--- Set problem ---
Change "shirtless man" to "bare-chested man" throughout the material below and give it back otherwise unaltered, leaving out the pictures.

====== Records for the task ======

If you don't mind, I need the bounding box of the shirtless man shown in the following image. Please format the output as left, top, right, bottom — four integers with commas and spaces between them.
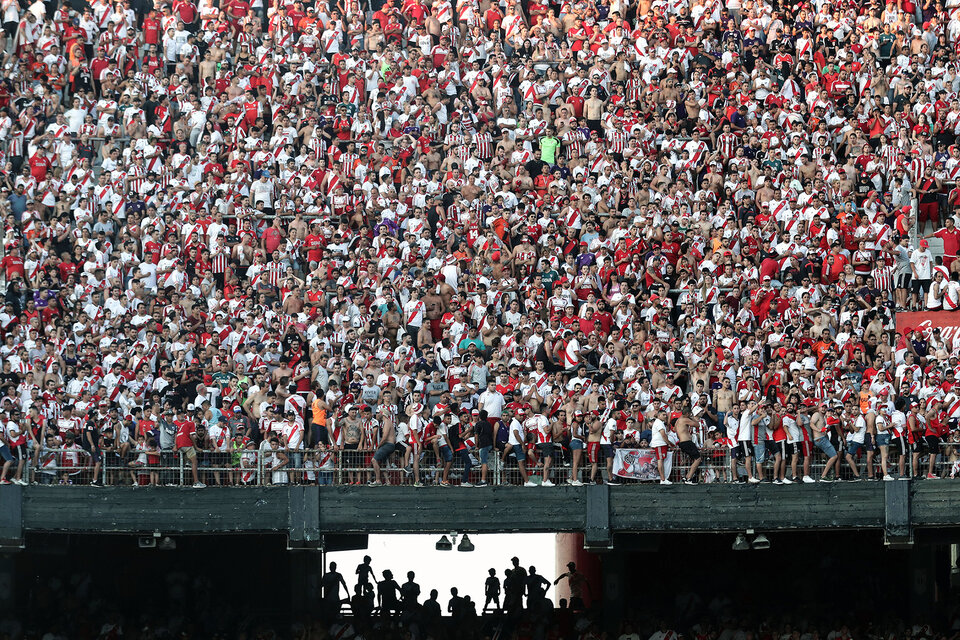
674, 400, 703, 484
587, 416, 603, 484
370, 405, 397, 487
810, 402, 839, 482
343, 404, 363, 484
553, 562, 590, 611
567, 413, 585, 487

======

--- Solution ---
If you don't mind, I need the bounding box of the bare-chested man shown in the following image. Please format the output as left, top, right, bottom — four integers with commas and spaces between them.
674, 400, 703, 484
587, 416, 603, 484
370, 405, 397, 487
810, 402, 839, 482
343, 404, 363, 484
553, 562, 590, 611
567, 413, 585, 487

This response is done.